_Direction_.
Convert everything in the records below from the line containing "Pick out the reed" down to the line containing "x=168, y=127", both included, into a JSON list of strings with one string per line and blank lines left out.

**** Exercise materials

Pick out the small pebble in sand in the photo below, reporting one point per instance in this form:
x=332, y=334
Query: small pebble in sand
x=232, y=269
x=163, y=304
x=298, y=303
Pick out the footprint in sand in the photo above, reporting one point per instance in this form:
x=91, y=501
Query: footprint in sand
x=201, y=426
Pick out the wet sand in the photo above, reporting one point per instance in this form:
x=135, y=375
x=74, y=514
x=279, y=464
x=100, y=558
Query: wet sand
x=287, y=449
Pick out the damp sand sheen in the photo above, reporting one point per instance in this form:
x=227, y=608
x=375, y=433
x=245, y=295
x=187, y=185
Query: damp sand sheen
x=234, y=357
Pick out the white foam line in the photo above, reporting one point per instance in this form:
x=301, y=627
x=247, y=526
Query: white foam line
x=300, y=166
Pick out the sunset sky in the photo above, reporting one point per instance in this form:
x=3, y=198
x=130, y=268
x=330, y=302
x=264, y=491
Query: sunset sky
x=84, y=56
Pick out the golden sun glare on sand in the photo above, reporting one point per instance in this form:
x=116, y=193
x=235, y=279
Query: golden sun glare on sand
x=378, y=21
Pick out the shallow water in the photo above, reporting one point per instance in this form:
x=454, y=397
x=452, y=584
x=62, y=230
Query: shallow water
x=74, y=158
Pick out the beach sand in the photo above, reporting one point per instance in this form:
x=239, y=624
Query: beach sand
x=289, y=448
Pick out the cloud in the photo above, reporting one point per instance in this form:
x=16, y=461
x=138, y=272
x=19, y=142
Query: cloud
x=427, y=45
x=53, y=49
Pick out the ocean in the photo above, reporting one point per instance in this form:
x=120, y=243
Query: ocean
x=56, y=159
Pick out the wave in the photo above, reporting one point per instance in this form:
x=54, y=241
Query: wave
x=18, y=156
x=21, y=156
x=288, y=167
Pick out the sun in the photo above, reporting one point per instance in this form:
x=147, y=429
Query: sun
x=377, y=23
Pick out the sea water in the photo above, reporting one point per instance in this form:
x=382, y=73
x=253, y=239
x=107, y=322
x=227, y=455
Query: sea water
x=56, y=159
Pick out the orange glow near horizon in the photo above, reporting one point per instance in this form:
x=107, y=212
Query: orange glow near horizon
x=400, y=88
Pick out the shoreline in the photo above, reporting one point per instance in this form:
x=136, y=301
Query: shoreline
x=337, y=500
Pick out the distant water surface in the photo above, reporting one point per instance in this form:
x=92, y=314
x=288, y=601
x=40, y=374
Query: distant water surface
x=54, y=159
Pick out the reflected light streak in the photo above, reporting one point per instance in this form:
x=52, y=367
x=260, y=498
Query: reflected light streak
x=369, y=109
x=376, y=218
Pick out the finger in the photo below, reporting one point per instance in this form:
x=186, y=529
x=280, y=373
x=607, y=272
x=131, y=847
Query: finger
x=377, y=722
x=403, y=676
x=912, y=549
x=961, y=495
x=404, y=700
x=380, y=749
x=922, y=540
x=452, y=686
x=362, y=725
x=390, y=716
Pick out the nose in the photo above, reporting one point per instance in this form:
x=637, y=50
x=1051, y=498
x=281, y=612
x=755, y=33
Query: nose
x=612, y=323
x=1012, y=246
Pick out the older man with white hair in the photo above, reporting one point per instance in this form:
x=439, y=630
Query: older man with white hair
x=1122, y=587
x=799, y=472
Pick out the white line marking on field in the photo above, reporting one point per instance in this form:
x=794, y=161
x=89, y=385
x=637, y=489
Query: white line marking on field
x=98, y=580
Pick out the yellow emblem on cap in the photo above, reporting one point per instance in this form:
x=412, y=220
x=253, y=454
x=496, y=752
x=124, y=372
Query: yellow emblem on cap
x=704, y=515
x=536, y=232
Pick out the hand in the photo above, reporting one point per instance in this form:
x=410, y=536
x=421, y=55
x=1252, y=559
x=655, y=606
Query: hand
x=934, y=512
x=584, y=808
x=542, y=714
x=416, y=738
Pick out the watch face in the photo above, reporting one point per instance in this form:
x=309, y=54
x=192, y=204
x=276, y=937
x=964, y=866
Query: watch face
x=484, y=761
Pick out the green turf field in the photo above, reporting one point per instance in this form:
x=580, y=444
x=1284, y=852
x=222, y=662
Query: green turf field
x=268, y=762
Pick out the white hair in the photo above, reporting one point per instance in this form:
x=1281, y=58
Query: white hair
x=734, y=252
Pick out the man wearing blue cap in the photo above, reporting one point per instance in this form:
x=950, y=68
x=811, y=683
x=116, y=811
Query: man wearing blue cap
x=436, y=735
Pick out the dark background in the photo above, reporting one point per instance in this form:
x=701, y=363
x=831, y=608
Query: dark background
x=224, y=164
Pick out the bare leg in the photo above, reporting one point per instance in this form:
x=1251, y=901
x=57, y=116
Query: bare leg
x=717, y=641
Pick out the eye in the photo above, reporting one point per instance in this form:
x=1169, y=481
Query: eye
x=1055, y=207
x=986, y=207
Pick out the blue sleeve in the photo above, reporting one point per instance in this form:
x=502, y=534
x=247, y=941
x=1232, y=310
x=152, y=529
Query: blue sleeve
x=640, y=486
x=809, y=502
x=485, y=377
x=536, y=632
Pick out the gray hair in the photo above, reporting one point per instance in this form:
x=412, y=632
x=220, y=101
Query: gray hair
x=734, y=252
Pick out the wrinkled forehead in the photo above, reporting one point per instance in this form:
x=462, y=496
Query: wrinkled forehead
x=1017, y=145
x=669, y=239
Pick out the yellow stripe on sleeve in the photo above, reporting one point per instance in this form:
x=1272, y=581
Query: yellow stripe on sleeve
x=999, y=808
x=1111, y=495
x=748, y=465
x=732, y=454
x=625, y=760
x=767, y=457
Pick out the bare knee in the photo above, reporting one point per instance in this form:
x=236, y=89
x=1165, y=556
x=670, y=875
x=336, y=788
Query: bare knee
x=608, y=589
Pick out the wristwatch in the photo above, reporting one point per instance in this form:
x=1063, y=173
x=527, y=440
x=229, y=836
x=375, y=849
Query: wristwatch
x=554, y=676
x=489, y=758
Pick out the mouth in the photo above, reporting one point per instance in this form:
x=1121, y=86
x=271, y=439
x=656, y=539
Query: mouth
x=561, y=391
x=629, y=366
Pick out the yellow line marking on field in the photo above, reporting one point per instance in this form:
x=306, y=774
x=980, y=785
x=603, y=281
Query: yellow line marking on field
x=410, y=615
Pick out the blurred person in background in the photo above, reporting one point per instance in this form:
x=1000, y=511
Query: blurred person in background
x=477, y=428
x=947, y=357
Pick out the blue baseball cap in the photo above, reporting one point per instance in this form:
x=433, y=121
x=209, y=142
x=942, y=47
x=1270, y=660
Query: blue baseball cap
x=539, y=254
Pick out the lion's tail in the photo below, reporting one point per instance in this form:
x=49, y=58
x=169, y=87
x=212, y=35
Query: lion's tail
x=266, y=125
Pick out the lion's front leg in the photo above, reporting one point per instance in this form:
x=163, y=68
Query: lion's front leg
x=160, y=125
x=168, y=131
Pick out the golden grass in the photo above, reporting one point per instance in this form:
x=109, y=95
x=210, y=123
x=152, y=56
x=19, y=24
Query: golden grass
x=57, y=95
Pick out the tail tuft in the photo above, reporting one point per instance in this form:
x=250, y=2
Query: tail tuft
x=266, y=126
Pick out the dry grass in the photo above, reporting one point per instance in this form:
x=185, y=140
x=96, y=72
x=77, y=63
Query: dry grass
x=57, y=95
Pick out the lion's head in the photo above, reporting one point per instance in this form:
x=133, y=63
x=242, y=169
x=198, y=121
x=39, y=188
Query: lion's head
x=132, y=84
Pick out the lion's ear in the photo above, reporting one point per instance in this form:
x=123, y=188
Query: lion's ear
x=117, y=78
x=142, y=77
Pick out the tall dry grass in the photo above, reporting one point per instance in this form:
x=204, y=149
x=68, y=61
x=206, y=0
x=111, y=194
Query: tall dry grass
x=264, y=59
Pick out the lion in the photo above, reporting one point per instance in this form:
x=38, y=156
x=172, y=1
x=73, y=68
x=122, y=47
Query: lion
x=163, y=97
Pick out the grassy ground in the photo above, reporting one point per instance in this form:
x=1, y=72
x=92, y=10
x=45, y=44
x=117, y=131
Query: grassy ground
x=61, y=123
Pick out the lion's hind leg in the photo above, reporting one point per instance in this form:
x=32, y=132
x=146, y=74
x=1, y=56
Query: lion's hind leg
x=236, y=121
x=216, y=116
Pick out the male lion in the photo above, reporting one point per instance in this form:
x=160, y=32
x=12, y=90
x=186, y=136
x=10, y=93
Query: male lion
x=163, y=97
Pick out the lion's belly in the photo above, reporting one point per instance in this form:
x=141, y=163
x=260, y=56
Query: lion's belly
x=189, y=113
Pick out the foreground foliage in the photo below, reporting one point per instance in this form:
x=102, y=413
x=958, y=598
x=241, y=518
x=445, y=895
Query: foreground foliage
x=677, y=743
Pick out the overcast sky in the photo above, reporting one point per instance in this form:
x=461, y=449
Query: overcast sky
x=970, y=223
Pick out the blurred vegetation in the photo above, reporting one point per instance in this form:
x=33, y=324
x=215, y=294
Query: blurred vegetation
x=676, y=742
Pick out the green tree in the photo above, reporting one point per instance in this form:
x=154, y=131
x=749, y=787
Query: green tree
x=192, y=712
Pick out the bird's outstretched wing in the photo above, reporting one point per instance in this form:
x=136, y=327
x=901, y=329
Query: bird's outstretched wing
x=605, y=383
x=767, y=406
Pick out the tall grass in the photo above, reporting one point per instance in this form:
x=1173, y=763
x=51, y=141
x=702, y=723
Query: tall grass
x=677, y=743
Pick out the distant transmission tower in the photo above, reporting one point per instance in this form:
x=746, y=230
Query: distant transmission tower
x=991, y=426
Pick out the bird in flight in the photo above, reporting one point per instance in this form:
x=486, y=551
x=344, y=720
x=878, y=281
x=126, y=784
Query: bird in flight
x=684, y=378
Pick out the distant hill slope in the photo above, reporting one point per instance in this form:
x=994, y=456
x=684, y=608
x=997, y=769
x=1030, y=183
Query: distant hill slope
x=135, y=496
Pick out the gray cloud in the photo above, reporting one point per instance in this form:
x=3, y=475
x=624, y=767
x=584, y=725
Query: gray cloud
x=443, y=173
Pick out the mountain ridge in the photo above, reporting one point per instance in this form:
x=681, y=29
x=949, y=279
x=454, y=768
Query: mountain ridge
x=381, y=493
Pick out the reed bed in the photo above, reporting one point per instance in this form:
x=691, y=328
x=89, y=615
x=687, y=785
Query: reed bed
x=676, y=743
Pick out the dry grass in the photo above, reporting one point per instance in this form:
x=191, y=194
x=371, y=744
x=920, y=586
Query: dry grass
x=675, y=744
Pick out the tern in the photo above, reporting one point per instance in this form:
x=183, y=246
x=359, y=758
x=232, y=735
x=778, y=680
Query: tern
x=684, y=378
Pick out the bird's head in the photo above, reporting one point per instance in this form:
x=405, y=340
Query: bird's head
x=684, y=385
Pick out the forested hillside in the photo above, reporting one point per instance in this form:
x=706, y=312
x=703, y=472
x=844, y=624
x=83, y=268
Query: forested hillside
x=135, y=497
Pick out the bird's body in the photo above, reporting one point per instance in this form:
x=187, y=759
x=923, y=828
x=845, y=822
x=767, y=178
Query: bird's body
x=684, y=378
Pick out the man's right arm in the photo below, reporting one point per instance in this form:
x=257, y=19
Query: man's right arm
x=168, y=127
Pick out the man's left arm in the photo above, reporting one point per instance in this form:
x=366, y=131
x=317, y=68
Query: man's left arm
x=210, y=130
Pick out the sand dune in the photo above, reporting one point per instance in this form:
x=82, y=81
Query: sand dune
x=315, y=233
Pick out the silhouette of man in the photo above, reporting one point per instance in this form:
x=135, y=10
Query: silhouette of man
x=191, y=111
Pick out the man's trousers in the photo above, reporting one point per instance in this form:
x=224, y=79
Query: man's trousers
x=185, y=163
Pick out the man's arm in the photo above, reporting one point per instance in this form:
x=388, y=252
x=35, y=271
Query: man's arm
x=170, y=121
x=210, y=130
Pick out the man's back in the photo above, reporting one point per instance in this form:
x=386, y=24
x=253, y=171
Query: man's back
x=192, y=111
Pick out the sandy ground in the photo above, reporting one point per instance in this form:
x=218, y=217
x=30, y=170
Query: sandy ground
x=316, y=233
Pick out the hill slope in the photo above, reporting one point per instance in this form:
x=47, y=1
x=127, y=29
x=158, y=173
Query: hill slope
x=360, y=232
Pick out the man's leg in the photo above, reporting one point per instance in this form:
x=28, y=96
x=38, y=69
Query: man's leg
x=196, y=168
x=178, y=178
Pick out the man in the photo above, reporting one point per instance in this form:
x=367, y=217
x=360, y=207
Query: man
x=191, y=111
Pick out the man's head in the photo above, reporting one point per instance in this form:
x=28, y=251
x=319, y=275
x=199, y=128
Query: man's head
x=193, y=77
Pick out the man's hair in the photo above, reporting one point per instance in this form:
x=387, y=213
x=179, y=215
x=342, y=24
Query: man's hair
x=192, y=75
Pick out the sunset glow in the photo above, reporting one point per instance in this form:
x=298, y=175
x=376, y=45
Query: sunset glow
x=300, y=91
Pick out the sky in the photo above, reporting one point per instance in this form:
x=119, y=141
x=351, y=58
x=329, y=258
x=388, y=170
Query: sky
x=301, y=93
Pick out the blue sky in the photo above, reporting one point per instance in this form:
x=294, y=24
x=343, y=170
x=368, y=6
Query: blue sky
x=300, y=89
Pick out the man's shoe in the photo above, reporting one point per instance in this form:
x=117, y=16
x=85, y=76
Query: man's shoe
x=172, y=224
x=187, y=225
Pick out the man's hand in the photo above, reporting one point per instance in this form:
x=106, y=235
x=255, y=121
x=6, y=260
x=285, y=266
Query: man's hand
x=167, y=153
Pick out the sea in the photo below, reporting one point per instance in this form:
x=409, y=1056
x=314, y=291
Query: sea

********

_Correct response_.
[
  "Pick out the reed bed in the photo above, reporting one point per instance in this form:",
  "x=691, y=328",
  "x=89, y=615",
  "x=687, y=785",
  "Query: reed bed",
  "x=676, y=743",
  "Pick out the dry grass in the photo above, reporting one point per instance in this form:",
  "x=191, y=194",
  "x=371, y=744",
  "x=920, y=586",
  "Query: dry grass",
  "x=675, y=744",
  "Pick out the tern in the photo above, reporting one point per instance in this form:",
  "x=183, y=246",
  "x=359, y=758",
  "x=232, y=735",
  "x=778, y=680",
  "Query: tern",
  "x=684, y=378",
  "Pick out the bird's head in the photo above, reporting one point per instance in this form:",
  "x=405, y=340",
  "Query: bird's head",
  "x=684, y=385",
  "Pick out the forested hillside in the photo above, reporting one point per instance in this form:",
  "x=706, y=312",
  "x=703, y=472",
  "x=844, y=624",
  "x=83, y=268",
  "Query: forested hillside",
  "x=135, y=497",
  "Pick out the bird's body in the photo above, reporting one point per instance in this form:",
  "x=187, y=759",
  "x=923, y=828",
  "x=845, y=822",
  "x=767, y=178",
  "Query: bird's body",
  "x=684, y=378",
  "Pick out the man's right arm in the photo below, reporting one point per instance in this form:",
  "x=257, y=19",
  "Query: man's right arm",
  "x=168, y=127"
]